▶ **文書の抜粋**:
****************************************
未来派は、表現主義芸術の影響を受けつつも、もっと純粋に肯定的に、近代文明の産物や、機械の登場によって生まれた新たな視点を、芸術に取り入れようとした。画家達は、今で言う高速度撮影の連続写真のように、主題となる対象物の動きを一枚の絵に同時に描くことで、運動性そのものの美を描こうとした。マリネッティが「動力派」というネーミングも候補にしていたことから、未来派が志向していたところがわかる。ルイジ・ルッソロは、ノイズミュージックの原点とも言えるミュージック・アート「騒音芸術」を創造した。この運動に作曲家のジャチント・シェルシは最年少で加わった。

未来派が礼賛したのは、工業機械文明や都市化に欠かせない速度・運動・雑音(ノイズ)といったテーマであり、それは例えばスポーツ・自動車・飛行機・都市・鉄道・機械などに表象され、究極的には戦争の賛美にも繋がっていった。
****************************************
▶ **目標**:
未来派についての文章を、「未来派は、表現主義芸術の影響」という言葉があるところから「シェルシは最年少で加わった。」までそのまま書き写してください。 次の資料は、上の文章とは関係がありません。

▶ **場所の特定に関する項目**:
****************************************
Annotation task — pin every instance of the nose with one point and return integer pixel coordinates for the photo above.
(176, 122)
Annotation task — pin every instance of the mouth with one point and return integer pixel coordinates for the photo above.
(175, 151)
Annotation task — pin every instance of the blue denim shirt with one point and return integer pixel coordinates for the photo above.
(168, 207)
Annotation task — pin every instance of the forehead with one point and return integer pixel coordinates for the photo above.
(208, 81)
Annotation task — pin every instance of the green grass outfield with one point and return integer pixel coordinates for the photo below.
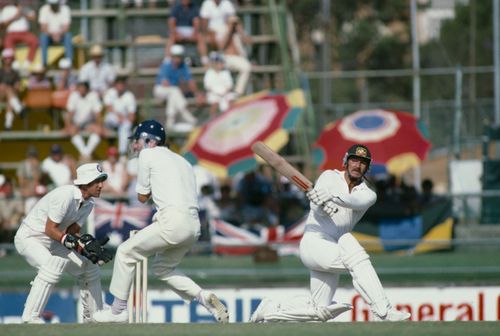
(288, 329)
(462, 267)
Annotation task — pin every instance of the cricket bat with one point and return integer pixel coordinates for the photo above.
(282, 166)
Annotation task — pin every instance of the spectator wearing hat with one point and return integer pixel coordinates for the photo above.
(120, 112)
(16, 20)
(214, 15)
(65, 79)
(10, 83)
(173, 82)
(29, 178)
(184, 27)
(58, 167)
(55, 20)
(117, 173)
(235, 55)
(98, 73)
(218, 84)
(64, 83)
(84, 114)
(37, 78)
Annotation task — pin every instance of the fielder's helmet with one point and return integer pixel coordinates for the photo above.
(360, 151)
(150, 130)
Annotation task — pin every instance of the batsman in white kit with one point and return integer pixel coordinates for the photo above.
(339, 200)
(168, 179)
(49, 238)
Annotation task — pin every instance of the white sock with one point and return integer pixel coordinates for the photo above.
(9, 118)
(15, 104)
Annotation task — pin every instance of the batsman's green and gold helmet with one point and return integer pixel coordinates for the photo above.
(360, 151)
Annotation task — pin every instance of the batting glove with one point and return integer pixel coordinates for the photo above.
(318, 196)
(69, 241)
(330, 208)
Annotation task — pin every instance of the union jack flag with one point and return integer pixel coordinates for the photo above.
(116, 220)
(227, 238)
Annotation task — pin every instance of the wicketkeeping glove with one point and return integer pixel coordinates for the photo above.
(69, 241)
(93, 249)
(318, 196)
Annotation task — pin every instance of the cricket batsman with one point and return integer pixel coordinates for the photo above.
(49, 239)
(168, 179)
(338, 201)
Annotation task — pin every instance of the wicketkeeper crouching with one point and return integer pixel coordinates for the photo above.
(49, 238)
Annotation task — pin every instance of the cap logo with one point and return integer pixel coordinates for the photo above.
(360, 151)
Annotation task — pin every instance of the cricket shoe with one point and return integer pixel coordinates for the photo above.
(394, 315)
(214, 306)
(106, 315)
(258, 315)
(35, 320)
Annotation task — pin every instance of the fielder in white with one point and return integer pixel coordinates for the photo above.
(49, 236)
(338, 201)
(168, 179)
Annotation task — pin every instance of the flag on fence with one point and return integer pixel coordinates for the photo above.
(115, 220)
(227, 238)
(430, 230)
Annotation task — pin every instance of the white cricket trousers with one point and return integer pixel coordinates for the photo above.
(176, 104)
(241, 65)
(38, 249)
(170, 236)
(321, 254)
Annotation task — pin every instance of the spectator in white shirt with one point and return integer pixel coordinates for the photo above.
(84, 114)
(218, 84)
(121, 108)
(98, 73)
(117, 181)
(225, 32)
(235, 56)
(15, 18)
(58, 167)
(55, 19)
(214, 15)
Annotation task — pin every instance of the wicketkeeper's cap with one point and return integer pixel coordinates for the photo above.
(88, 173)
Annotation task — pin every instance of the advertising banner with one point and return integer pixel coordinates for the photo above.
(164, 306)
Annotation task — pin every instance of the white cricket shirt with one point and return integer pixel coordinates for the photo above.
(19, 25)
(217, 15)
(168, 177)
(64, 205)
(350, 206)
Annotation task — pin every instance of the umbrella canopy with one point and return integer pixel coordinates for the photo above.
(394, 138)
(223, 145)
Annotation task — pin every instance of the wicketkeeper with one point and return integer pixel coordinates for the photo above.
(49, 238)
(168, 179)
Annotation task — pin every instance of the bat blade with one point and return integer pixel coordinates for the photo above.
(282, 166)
****************************************
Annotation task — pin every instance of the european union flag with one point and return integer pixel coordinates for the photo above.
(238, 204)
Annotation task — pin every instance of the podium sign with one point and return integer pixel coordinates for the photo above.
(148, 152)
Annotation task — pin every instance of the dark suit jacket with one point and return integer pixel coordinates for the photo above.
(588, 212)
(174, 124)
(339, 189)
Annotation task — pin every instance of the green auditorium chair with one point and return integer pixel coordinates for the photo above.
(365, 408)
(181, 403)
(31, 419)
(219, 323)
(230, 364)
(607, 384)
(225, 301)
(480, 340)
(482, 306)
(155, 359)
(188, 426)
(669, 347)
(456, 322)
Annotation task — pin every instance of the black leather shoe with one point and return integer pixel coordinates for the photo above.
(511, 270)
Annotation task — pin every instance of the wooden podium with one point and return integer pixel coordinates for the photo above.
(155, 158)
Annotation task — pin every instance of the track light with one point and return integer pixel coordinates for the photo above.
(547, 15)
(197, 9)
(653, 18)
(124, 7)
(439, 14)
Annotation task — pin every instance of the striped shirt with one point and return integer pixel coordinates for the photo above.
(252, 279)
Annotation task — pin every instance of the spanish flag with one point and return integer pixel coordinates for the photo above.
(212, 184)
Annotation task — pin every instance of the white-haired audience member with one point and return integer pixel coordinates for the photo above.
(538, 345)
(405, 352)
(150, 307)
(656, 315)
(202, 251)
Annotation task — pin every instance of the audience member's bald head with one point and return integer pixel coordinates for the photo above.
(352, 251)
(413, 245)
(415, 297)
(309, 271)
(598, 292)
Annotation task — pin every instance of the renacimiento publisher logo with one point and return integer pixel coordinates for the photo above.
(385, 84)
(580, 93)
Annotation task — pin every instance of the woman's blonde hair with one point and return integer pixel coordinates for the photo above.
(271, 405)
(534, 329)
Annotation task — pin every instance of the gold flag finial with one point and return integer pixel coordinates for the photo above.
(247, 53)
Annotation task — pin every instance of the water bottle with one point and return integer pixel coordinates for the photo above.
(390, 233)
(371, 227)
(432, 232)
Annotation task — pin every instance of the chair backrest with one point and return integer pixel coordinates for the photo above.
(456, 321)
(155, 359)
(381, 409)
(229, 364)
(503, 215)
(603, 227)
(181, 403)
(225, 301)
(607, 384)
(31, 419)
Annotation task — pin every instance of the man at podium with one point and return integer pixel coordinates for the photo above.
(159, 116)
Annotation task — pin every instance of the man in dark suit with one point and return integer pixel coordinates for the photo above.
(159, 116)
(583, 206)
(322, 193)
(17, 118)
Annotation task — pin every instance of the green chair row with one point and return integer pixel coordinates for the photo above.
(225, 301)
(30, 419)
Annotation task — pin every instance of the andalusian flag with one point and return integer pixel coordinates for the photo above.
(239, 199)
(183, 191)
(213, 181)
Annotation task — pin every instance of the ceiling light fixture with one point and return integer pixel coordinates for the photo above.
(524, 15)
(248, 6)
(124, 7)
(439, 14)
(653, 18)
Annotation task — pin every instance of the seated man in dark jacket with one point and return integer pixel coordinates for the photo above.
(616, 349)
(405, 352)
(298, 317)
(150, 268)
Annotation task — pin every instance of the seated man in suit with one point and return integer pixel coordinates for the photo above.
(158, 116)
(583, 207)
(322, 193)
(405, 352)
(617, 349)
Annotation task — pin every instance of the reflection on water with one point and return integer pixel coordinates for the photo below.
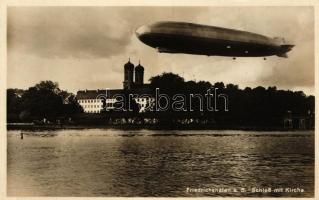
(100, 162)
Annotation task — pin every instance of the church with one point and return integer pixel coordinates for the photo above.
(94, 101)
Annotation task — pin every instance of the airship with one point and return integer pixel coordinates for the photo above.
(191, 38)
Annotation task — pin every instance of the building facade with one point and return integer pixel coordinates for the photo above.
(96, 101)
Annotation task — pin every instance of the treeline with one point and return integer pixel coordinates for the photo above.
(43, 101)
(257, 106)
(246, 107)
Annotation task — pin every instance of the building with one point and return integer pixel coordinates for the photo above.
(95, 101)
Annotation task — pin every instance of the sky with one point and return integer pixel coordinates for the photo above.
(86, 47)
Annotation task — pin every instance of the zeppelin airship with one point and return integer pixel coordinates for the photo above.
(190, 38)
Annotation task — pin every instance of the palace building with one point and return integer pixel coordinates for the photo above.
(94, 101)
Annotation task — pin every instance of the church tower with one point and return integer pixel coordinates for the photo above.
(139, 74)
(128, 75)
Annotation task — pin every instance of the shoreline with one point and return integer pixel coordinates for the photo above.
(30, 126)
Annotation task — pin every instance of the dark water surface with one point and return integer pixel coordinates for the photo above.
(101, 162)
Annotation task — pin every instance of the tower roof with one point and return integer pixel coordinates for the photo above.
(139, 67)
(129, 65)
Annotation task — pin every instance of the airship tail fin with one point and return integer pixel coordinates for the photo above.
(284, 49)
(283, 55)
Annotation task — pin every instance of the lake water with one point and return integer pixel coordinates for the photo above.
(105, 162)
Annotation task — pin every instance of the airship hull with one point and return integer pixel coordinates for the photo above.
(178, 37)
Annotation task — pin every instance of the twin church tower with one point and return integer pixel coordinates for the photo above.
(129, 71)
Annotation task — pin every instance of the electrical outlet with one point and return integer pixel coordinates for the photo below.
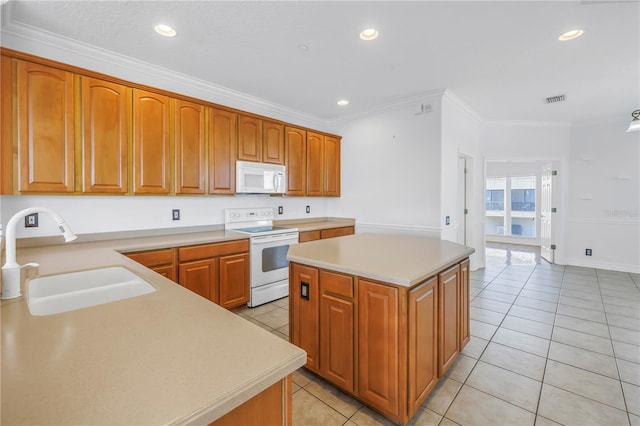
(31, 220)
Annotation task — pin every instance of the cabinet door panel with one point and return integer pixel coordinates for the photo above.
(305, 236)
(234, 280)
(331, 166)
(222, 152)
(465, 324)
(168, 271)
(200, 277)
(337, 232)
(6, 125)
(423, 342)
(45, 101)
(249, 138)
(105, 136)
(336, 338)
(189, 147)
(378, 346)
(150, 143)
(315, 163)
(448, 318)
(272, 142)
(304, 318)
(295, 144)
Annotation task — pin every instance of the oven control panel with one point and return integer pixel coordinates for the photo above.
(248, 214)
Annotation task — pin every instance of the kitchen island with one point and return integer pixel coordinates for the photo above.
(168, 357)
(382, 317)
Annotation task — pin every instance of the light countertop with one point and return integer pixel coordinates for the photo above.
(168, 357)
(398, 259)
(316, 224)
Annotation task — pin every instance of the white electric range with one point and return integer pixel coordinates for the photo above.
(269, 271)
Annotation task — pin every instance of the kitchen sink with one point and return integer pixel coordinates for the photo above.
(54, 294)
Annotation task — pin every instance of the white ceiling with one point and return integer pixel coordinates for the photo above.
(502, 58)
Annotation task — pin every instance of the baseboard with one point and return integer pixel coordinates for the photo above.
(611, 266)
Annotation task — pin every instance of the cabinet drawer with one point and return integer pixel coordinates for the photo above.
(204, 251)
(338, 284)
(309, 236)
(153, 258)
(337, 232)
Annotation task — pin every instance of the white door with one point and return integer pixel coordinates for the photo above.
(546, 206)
****************************************
▶ **解答**:
未来派は、表現主義芸術の影響を受けつつも、もっと純粋に肯定的に、近代文明の産物や、機械の登場によって生まれた新たな視点を、芸術に取り入れようとした。画家達は、今で言う高速度撮影の連続写真のように、主題となる対象物の動きを一枚の絵に同時に描くことで、運動性そのものの美を描こうとした。マリネッティが「動力派」というネーミングも候補にしていたことから、未来派が志向していたところがわかる。ルイジ・ルッソロは、ノイズミュージックの原点とも言えるミュージック・アート「騒音芸術」を創造した。この運動に作曲家のジャチント・シェルシは最年少で加わった。